PASSAGE TO READ:
Rachel, my mother is very special to me too, I'm so glad you can be with your mother now. I wish her a speedy rocovery. Take care.

July 11, 2007 3:15 pm  
Blogger Cranky said...

I'm hoping things turn out OK for you, your mom and dad, your whole family. It's terribly shocking and upsetting but it seems like from what you describe the chances of mom's recovery are good. Best wishes to all of you.

July 11, 2007 3:40 pm  
Blogger The thinker said...

Oh Rachel - I am so sorry - another worry for you - why do problems come along like buses - one after the other. As you say, it can be worse to watch a loved one coping with illness rather than if you were to suffer it yourself. So remind yourself of this and that your mother is probably more concerned over your concern for her than anything else. Beautifully, sensitively written. Thoughts, hopes and prayers are with you and yours. HUG x

July 11, 2007 3:42 pm  
Blogger Miss Vertigo said...

EXPLORE THE MATERIAL:
- 1) Can you output the blog comments from "I'm hoping things" up to and including "all of you."?
- 2) Which times of day appear in the timestamps of the blog comments?
- 3) Can you write the next part of the blog comments, picking up after the last line shown?
The data that follows has no connection to the blog comments above.

SUPPLIED INFORMATION:

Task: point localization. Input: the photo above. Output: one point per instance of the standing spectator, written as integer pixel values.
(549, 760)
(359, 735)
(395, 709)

ANSWERS FOR THE TASKS:
- 1)
I'm hoping things turn out OK for you, your mom and dad, your whole family. It's terribly shocking and upsetting but it seems like from what you describe the chances of mom's recovery are good. Best wishes to all of you.

- 2) 3:15 pm, 3:40 pm, 3:42 pm

- 3)
Rachel, I don't know you - I arrived here via Post of the Week - but this beautifully written piece really moved me. My best wishes for healing to your Mum and your family.

July 12, 2007 9:27 am  
Blogger Lisa.c said...

Hi Rachel, Just reading an article about you now in the Guardian and since I just started a blog a few days ago, thought I'd leave you a message.

You are an inspiring individual, keep doing what you do and being yourself.

Sorry to hear about your mum, hope shes ok.

Take care,
Lisa

July 12, 2007 4:01 pm  
Blogger Holly Finch said...

i am so sory honey...love & strength to you & all of your family....thinking of you all and praying for more positive signs of recovery from your mum.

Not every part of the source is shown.